··· Texto del documento ···

En una entrevista a la BBC en 2022, la escritora reflexionó sobre la violenta vuelta de tuerca a cargo de los triunfadores de 1979: “Quedamos los que sobrevivimos el triste final de esos tiempos, el de la revolución que se comió a sus propios hijos”. En esa charla se pronunciaba por una izquierda latinoamericana que admitiera que había caído en la trampa del autoritarismo y que debía reinventarse en torno a la justicia social, y admitía que Nicaragua era el último ejemplo de la deriva de las izquierdas.

En contraste con la profunda decepción por la situación política de su país, Belli no dejó de escribir ni de figurar como poeta, novelista y ensayista, habitual de sus temas y su visión que los vincula: las mujeres, su libertad y su sexualidad, como símbolo de la disidencia, la rebeldía, la libertad y la valentía; el feminismo, de expresión individual en cada mujer, como la gran revolución del siglo XX. La sensualidad que le fue alabada a su poesía antes —o exagerada como rareza provocadora y “pornográfica”—, ahora encarnada en los cuerpos adultos y ancianos.

··· Registros proporcionados ···

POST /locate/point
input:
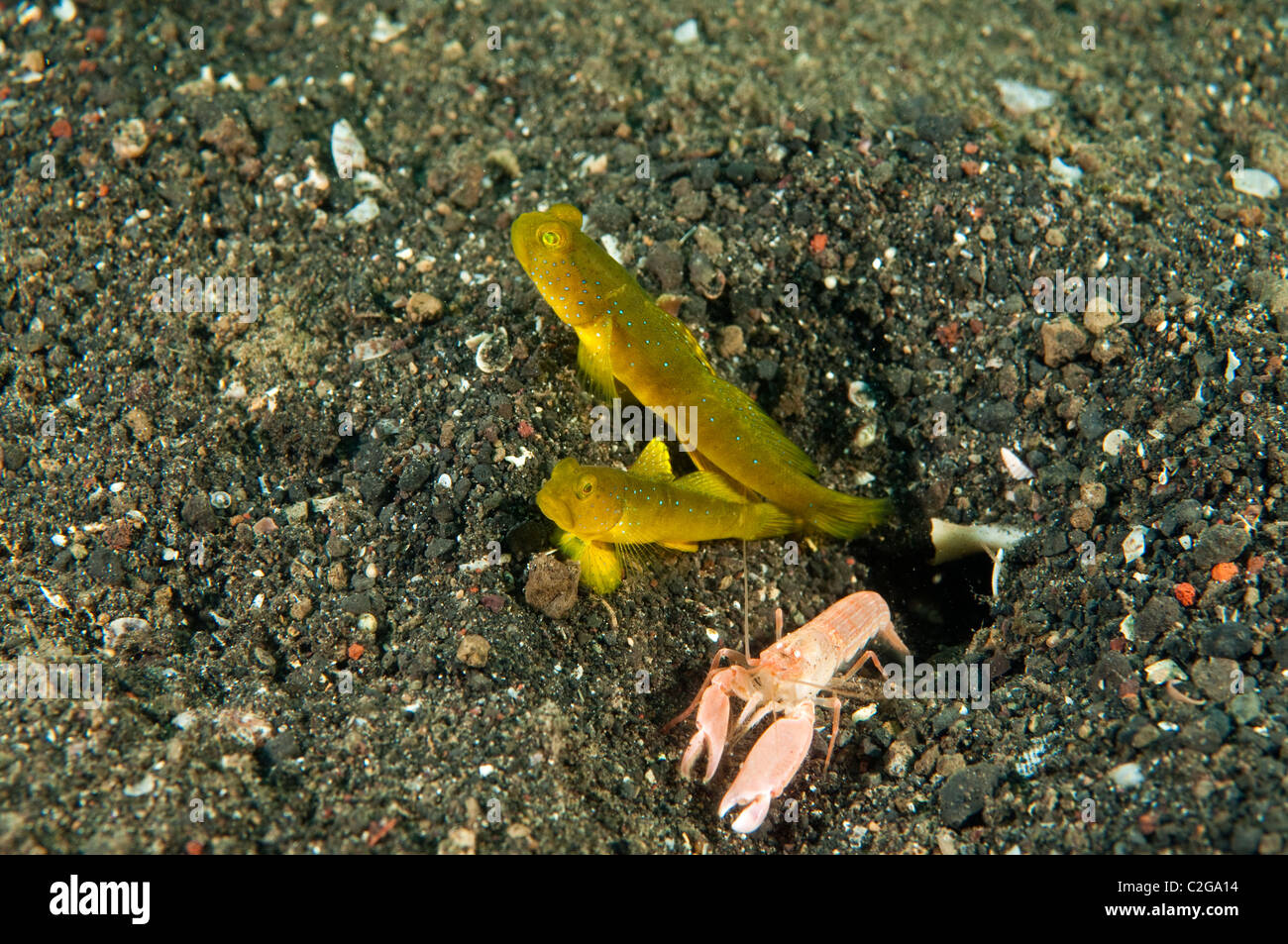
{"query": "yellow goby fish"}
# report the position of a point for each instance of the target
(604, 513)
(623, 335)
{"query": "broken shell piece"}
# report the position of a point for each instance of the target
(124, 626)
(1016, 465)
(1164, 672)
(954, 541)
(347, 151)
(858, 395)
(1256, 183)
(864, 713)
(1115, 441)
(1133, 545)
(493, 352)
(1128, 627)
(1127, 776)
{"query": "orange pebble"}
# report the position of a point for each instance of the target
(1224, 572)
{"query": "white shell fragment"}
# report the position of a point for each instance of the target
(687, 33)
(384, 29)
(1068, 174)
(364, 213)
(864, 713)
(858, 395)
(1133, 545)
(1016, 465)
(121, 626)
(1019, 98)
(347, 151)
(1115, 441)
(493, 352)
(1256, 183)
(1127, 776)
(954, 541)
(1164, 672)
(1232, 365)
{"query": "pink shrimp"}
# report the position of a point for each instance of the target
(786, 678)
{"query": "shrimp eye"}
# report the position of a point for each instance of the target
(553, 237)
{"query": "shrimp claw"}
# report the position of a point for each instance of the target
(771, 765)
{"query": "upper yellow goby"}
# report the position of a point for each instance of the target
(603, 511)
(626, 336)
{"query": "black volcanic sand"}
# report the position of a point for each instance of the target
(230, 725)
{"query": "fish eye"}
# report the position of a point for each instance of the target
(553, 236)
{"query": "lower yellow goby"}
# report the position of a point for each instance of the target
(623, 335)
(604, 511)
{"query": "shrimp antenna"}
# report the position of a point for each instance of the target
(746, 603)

···
··· Registros proporcionados ···

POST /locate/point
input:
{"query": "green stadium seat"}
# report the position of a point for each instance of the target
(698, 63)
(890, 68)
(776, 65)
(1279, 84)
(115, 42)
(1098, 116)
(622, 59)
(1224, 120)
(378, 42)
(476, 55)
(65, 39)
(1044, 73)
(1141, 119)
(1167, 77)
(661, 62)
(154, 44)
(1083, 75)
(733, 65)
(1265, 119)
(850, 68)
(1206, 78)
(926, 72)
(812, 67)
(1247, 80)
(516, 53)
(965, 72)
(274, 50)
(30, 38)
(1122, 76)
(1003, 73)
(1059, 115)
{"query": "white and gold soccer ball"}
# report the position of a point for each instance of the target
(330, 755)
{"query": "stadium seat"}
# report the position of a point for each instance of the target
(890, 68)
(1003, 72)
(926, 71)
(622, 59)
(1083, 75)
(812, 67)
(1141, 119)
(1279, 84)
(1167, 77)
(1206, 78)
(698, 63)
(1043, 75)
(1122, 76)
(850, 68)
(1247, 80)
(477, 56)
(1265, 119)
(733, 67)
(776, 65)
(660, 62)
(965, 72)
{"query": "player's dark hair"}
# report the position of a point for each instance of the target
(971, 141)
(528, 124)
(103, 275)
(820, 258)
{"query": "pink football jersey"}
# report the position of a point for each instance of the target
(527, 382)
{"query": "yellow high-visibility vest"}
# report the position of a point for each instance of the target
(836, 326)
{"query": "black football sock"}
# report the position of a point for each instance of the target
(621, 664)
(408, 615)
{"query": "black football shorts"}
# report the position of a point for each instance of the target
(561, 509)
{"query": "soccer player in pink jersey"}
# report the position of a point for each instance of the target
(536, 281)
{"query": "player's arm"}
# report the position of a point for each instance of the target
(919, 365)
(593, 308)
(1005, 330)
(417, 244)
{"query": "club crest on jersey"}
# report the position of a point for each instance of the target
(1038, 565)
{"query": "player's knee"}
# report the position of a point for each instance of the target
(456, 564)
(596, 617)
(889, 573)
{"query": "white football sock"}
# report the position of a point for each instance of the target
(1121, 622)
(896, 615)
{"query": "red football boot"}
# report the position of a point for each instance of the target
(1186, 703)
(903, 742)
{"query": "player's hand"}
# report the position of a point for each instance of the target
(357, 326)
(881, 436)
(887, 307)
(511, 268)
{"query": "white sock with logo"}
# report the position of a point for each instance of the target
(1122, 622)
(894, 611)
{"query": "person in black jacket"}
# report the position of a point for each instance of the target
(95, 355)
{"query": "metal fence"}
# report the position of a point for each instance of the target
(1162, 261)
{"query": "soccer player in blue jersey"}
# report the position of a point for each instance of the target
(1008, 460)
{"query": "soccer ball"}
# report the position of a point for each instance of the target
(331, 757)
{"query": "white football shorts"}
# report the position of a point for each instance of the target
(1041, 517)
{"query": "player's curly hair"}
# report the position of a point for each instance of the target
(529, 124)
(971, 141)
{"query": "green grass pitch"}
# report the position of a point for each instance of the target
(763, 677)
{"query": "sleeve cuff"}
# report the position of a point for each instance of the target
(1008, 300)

···

Tareas ->
**1)** Según el texto sobre Belli, ¿en qué año dio la escritora la entrevista a la BBC?
**2)** Repite tal cual el fragmento del texto sobre Belli que empieza en "En una entrevista" y termina en "de las izquierdas.".
Usa únicamente el texto sobre Belli como fuente.

Respuestas ->
**1)** En 2022.

**2)**
En una entrevista a la BBC en 2022, la escritora reflexionó sobre la violenta vuelta de tuerca a cargo de los triunfadores de 1979: “Quedamos los que sobrevivimos el triste final de esos tiempos, el de la revolución que se comió a sus propios hijos”. En esa charla se pronunciaba por una izquierda latinoamericana que admitiera que había caído en la trampa del autoritarismo y que debía reinventarse en torno a la justicia social, y admitía que Nicaragua era el último ejemplo de la deriva de las izquierdas.